### STUDY TEXT
☆ ☆ ☆

The March 2003 issue of The Journal of Adolescent Health
featured a study that examined the link between relationship and sexual attributes among young sexually active women and their self-reported rate of bacterial sexually transmitted diseases (STDs).
Researchers wanted to determine whether racial differences in partner selection between non-Hispanic Black and non-Hispanic White women contributed to the dramatically high rates of gonorrhea and chlamydia among young Black women.
Researchers examined interviews of 1,183 non-Hispanic White and 695 non-Hispanic Black women, ages 15-24, taken from the 1995 National Survey of Family Growth (NSFG). These women all reported at least one lifetime male sexual partner. The NSFG participants were asked about their STD history; whether they had been married, divorced, or had lived with a partner; the ages of their partners; whether their partners had been non-monogamous; and whether they had had casual sexual partners in the two years preceding their interviews.
Researchers defined "non-monogamous" as having intercourse with more than one woman at the same time. A "casual partner" was defined as a sexual partner with whom the participant had intercourse without being in a committed, romantic relationship.
History of STDs
- 11% of Black women reported ever having been diagnosed with a bacterial STD compared to 5.6% of White women
- 6.9% of Black women reported having chlamydia compared to 4.5% of White women
- 5% of Black women reported having gonorrhea compared to 1.1% of White women
- 1.5% of Black women reported having syphilis compared to 0.09% of White women
Marital and Cohabitation History
- 14% of Black women reported ever having been married compared to 29% of White women
- Of these, 31% of Black women reported having been divorced, separated, or widowed compared to 15% of White women
- 19% of Black women who had never been married reported having lived with a partner compared to 30% of never-married White women
- 35% of Black women reported having had a non-monogamous partner in the 12 months preceding the NSFG compared to 22% of White women
- 62% of Black women reported having a partner three or more years older than themselves in the three years preceding the NSFG compared to 60% of White women
- 39% of Black women reported having a "casual" sexual partner in the three years preceding the NSFG compared to 35% of White women
Researchers found that although characteristics of sexual partners and relationships often differed by race, this did not explain racial disparities in STDs.

☆ ☆ ☆

### DATA EXCERPTS
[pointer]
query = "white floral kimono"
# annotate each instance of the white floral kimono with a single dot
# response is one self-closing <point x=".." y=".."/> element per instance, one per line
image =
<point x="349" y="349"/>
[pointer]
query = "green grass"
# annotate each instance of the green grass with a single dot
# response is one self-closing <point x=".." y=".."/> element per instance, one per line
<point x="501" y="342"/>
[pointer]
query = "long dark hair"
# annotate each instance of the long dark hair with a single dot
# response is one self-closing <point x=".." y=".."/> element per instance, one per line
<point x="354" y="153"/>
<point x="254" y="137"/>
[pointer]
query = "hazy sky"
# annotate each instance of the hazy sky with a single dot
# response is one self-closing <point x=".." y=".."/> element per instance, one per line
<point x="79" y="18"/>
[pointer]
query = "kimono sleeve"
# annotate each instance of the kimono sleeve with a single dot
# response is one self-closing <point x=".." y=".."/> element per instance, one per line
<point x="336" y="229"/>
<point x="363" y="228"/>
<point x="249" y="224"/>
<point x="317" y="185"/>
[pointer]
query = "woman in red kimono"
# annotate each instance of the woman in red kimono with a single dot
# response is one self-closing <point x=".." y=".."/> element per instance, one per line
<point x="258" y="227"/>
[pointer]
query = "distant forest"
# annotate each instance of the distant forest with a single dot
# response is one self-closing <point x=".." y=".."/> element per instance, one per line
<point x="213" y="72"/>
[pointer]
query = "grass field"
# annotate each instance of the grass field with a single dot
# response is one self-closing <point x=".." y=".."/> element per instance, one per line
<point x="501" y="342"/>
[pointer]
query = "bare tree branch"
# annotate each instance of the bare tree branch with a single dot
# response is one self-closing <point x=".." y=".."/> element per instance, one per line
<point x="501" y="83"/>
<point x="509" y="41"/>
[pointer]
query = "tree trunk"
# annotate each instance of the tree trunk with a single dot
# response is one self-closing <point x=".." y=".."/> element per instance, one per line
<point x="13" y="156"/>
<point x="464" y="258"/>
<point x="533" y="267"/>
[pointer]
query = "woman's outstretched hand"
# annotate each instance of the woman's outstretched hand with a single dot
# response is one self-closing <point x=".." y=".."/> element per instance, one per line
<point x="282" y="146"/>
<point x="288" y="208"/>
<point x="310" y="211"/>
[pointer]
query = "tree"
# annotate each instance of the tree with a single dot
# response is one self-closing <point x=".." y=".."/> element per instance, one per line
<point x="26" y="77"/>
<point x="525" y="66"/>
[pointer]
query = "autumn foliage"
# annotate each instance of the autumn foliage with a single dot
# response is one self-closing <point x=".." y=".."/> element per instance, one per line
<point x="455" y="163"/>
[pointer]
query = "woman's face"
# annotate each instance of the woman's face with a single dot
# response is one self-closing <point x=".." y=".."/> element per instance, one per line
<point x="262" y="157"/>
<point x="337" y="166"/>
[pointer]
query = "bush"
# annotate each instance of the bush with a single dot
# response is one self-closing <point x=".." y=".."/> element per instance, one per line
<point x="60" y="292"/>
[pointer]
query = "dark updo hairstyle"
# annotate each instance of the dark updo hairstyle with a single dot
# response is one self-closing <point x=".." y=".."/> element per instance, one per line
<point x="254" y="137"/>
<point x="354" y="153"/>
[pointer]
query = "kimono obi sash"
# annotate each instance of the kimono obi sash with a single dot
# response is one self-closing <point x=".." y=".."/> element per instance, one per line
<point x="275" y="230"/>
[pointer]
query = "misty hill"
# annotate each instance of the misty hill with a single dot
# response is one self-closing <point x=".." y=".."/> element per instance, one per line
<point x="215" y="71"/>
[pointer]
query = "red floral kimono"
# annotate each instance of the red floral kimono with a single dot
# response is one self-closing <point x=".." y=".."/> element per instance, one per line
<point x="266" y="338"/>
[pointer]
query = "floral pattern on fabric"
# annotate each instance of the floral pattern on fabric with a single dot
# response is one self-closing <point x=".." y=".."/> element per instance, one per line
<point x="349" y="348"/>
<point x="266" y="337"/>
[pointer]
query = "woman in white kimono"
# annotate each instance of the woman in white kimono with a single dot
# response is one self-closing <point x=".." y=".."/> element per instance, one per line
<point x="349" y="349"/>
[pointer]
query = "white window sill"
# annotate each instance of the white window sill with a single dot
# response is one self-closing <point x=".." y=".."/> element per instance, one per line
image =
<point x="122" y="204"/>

☆ ☆ ☆

### AIM OF THE TASK
Reproduce the entire summary of the study on partner selection and STDs among young women, word for word.

### RESPONSE FOR THIS EXERCISE
The March 2003 issue of The Journal of Adolescent Health
featured a study that examined the link between relationship and sexual attributes among young sexually active women and their self-reported rate of bacterial sexually transmitted diseases (STDs).
Researchers wanted to determine whether racial differences in partner selection between non-Hispanic Black and non-Hispanic White women contributed to the dramatically high rates of gonorrhea and chlamydia among young Black women.
Researchers examined interviews of 1,183 non-Hispanic White and 695 non-Hispanic Black women, ages 15-24, taken from the 1995 National Survey of Family Growth (NSFG). These women all reported at least one lifetime male sexual partner. The NSFG participants were asked about their STD history; whether they had been married, divorced, or had lived with a partner; the ages of their partners; whether their partners had been non-monogamous; and whether they had had casual sexual partners in the two years preceding their interviews.
Researchers defined "non-monogamous" as having intercourse with more than one woman at the same time. A "casual partner" was defined as a sexual partner with whom the participant had intercourse without being in a committed, romantic relationship.
History of STDs
- 11% of Black women reported ever having been diagnosed with a bacterial STD compared to 5.6% of White women
- 6.9% of Black women reported having chlamydia compared to 4.5% of White women
- 5% of Black women reported having gonorrhea compared to 1.1% of White women
- 1.5% of Black women reported having syphilis compared to 0.09% of White women
Marital and Cohabitation History
- 14% of Black women reported ever having been married compared to 29% of White women
- Of these, 31% of Black women reported having been divorced, separated, or widowed compared to 15% of White women
- 19% of Black women who had never been married reported having lived with a partner compared to 30% of never-married White women
- 35% of Black women reported having had a non-monogamous partner in the 12 months preceding the NSFG compared to 22% of White women
- 62% of Black women reported having a partner three or more years older than themselves in the three years preceding the NSFG compared to 60% of White women
- 39% of Black women reported having a "casual" sexual partner in the three years preceding the NSFG compared to 35% of White women
Researchers found that although characteristics of sexual partners and relationships often differed by race, this did not explain racial disparities in STDs.